### SHORT TASK
List each line of the entries below that contains the word "kitchen", copying every such line in full.

[Pointing records for named objects]
++++
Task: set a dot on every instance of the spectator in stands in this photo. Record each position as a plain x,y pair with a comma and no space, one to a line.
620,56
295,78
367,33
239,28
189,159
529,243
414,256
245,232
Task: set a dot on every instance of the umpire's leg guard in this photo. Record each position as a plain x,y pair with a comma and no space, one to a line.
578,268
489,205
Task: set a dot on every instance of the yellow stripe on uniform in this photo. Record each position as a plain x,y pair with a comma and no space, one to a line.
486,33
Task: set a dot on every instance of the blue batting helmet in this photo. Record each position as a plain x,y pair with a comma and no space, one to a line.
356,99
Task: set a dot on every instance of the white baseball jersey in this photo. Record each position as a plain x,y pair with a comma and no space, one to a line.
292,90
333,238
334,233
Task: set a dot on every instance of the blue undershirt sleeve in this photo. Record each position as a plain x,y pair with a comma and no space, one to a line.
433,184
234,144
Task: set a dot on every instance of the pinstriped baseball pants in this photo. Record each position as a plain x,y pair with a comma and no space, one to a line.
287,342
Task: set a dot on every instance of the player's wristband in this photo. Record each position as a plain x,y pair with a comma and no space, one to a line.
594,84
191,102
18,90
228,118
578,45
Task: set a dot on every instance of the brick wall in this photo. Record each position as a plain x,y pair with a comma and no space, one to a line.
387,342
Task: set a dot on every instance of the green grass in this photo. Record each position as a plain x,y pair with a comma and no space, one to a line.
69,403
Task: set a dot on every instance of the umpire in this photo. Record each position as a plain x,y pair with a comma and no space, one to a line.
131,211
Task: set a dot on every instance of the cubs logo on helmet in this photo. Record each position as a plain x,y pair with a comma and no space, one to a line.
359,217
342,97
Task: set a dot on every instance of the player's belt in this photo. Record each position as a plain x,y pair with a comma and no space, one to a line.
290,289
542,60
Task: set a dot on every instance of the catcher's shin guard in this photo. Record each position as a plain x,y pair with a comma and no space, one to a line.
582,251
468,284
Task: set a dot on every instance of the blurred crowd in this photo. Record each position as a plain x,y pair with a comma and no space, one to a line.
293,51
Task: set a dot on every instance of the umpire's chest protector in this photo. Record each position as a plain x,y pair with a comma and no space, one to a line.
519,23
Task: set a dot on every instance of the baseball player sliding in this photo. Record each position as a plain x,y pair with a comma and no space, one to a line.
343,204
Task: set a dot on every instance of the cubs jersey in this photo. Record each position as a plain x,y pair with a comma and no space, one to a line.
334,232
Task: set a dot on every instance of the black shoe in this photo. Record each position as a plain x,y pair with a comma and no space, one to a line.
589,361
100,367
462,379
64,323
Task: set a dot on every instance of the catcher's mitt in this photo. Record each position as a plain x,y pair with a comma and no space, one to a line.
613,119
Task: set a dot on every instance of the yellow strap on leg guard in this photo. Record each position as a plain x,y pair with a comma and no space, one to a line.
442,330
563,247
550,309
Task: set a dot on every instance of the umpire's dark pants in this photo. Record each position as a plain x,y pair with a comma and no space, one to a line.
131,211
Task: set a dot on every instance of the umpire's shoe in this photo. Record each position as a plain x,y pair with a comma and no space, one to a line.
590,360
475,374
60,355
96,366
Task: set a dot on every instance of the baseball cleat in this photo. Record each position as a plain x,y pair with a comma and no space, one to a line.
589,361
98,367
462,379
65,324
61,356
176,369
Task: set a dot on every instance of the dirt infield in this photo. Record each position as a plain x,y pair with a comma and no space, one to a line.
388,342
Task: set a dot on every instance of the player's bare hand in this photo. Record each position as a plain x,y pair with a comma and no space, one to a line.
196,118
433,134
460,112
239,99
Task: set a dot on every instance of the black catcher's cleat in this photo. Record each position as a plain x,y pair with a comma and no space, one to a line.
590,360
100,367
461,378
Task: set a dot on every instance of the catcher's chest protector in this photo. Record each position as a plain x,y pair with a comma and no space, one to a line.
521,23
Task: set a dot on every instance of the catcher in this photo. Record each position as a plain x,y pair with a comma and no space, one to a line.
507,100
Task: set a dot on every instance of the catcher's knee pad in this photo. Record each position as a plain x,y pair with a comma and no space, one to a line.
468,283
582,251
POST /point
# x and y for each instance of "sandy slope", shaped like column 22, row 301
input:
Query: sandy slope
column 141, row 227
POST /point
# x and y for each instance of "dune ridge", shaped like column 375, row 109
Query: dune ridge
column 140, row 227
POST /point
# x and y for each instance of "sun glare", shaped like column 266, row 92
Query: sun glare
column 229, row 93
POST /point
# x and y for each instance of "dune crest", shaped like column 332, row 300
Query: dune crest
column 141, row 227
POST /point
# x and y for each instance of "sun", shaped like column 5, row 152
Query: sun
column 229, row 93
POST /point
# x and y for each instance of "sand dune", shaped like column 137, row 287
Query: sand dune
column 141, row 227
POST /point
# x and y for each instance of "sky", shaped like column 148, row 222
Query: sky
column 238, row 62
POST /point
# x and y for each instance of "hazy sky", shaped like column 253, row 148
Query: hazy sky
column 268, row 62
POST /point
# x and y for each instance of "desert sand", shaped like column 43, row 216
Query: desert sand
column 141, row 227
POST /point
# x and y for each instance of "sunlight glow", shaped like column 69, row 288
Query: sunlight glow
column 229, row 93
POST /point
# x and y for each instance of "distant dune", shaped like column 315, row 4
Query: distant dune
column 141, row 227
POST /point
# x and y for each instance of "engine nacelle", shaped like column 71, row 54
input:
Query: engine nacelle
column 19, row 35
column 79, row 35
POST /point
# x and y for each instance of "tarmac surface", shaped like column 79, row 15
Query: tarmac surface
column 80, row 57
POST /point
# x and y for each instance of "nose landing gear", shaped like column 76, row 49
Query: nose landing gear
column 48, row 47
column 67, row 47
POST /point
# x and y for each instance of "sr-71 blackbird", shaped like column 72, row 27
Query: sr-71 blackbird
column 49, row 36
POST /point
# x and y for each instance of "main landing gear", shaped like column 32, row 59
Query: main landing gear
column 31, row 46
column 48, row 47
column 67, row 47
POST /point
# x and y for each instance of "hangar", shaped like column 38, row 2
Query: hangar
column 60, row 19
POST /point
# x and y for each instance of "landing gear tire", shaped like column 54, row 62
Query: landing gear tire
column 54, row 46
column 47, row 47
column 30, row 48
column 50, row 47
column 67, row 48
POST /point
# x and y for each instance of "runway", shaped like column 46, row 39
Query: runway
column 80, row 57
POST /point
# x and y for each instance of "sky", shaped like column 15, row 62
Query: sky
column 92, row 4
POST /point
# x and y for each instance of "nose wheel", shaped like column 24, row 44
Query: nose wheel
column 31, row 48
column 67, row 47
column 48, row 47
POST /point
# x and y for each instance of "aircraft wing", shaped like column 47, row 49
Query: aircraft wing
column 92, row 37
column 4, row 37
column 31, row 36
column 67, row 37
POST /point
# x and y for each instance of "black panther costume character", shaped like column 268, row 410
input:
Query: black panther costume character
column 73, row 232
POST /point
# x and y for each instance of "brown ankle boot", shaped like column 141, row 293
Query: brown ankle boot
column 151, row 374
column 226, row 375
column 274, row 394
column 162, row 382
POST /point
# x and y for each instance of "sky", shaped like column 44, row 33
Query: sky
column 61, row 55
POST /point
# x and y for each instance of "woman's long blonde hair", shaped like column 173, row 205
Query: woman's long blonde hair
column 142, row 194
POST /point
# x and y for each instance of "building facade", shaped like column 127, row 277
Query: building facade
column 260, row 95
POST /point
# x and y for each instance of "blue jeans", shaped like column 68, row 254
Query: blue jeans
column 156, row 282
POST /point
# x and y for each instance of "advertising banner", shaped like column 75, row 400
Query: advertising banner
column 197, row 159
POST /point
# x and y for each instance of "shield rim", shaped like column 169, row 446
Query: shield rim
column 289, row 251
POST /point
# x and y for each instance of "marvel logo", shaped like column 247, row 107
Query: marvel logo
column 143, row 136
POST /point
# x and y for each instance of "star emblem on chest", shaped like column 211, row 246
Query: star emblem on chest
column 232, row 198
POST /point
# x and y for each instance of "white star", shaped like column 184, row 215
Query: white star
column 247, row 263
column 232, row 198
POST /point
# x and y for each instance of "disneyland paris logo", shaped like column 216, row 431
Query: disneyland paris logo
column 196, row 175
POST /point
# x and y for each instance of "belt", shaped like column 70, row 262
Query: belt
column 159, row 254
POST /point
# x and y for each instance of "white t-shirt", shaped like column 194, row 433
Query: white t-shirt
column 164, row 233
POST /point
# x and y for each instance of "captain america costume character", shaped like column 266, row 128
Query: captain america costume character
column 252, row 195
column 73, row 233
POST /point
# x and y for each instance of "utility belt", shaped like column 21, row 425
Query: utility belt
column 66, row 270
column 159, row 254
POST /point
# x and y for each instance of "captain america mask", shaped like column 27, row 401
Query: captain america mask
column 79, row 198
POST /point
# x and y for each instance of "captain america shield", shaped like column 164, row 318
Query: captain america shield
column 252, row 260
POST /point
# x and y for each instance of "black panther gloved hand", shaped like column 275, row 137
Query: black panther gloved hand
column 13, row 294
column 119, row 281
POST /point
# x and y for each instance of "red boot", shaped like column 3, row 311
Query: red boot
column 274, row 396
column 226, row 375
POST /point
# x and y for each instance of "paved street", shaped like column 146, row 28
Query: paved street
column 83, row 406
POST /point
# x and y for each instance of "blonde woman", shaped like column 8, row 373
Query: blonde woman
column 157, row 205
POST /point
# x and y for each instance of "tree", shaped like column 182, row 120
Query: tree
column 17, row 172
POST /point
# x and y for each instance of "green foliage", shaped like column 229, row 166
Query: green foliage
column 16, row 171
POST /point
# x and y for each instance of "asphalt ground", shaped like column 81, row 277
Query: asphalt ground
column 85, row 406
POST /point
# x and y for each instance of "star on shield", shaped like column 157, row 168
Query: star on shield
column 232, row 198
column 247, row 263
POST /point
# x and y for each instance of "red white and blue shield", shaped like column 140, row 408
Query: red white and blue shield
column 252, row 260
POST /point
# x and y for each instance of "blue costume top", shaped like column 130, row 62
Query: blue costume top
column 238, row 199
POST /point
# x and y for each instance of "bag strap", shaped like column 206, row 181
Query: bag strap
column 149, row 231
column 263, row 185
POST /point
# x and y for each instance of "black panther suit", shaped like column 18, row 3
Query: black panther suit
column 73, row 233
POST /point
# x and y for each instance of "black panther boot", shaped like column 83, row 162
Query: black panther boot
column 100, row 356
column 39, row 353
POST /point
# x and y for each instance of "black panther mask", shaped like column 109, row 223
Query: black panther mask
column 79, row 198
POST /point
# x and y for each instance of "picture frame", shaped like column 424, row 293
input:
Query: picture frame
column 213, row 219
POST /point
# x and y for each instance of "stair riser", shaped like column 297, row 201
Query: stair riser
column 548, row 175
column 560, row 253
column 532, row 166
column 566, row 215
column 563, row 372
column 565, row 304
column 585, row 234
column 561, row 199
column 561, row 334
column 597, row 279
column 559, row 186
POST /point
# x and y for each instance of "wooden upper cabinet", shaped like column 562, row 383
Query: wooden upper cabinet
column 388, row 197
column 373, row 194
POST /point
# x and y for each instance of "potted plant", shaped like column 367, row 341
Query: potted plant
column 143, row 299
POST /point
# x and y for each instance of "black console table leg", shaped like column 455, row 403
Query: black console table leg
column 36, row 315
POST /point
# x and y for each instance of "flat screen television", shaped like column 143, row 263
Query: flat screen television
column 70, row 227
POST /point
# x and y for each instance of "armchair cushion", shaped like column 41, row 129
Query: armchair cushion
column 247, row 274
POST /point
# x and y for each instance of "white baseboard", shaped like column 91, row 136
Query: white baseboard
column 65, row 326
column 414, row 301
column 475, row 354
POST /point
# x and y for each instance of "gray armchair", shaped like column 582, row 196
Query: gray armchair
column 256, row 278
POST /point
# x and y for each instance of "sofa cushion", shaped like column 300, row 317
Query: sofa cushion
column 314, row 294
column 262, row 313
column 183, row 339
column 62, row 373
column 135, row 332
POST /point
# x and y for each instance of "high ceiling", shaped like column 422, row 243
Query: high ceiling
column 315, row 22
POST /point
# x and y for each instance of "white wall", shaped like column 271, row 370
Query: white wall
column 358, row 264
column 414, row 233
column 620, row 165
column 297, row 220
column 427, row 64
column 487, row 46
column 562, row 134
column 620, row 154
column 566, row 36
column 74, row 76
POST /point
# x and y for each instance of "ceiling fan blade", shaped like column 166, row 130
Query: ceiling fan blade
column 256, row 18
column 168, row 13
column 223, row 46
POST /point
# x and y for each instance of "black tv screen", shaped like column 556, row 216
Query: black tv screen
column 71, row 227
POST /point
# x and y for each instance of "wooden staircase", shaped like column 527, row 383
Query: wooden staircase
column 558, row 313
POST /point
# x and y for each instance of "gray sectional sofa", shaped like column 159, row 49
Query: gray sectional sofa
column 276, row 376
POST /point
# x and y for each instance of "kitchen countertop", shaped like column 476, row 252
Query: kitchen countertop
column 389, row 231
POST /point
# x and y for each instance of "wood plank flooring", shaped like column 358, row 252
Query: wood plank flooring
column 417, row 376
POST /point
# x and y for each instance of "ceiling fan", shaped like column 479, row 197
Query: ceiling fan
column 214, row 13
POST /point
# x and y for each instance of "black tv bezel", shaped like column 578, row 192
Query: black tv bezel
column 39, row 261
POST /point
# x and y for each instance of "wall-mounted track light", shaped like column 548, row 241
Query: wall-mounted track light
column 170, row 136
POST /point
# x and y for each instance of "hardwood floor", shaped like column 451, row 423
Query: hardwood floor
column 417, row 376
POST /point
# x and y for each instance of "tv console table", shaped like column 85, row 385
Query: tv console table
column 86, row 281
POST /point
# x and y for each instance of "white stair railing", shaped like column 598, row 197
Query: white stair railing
++++
### RESULT
# x and y for each instance of "kitchen countertop", shaped like column 476, row 252
Query: kitchen countertop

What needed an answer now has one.